WHAT NEEDS TO BE DONE: Give the lines of the listing below as a JSON list of strings, one string per line and no blank lines, starting with the first line of the listing and ending with the line that contains "x=219, y=436", including that line.
|---|
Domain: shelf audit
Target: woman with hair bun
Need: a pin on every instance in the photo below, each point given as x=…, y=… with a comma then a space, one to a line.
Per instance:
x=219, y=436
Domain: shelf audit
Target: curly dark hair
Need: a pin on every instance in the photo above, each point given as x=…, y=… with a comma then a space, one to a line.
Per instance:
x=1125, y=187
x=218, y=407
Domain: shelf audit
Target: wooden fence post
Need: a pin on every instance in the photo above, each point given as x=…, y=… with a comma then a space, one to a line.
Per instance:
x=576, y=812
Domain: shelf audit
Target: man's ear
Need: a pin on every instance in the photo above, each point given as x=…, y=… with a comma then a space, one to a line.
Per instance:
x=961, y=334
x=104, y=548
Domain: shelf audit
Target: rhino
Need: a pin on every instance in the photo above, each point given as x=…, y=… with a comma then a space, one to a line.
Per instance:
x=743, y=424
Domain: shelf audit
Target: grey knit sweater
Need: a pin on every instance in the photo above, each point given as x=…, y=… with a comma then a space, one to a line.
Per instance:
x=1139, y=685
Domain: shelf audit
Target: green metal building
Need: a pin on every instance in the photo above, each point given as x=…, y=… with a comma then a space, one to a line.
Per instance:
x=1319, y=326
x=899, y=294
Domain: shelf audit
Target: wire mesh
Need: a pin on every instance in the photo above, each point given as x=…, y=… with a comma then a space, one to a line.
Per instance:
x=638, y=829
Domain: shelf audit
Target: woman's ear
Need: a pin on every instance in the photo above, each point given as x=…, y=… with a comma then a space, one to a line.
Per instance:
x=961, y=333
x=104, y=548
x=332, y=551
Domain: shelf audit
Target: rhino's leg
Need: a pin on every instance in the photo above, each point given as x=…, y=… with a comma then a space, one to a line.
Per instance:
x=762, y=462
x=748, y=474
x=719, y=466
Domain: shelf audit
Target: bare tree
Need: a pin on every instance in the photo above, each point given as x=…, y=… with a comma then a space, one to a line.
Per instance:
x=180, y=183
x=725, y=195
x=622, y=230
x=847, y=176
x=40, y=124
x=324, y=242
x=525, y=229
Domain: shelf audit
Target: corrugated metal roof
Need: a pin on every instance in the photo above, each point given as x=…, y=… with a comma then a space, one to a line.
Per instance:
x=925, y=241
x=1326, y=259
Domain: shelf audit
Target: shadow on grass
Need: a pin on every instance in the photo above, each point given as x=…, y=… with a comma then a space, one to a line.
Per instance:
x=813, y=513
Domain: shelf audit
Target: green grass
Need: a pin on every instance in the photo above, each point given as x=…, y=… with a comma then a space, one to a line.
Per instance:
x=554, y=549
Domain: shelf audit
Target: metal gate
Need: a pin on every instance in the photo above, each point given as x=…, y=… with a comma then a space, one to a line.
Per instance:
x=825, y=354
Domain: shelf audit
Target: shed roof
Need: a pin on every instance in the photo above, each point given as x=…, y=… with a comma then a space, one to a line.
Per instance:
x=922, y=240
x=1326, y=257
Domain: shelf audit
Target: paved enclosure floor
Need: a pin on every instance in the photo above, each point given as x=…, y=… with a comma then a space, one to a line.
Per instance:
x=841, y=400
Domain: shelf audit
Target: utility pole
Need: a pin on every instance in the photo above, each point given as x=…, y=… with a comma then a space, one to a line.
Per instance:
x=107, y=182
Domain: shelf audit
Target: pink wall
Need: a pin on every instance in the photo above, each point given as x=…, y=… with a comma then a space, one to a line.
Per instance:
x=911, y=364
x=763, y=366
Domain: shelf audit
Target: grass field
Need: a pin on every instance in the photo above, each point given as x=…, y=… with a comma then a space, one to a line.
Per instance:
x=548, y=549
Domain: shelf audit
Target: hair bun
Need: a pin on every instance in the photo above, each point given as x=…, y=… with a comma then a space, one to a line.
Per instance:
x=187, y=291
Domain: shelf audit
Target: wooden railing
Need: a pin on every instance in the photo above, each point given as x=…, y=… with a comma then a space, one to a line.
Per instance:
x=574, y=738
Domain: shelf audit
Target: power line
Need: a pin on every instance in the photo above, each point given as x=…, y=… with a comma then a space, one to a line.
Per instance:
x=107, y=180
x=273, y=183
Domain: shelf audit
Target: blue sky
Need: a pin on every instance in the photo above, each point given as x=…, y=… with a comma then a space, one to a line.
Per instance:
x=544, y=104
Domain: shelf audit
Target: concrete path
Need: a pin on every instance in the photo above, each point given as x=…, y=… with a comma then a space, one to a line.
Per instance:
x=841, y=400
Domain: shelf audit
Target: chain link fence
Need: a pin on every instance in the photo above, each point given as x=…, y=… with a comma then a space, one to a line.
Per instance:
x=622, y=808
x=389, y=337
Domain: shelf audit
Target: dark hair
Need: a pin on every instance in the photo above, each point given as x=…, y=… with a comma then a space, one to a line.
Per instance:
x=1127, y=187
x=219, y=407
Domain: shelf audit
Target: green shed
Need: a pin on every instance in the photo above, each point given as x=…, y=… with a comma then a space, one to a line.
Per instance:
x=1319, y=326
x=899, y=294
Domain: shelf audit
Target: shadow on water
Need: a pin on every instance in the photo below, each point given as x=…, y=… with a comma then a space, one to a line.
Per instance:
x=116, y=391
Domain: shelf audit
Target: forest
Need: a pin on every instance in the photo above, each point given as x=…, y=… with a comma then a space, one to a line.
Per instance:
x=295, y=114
|---|
THE RESULT:
[
  "Domain: shelf audit",
  "Target: woman with hair bun",
  "Need: a pin on every instance in the photo below, each point given as x=…, y=… with a comma then a space, one to a line.",
  "Per instance:",
  "x=219, y=436"
]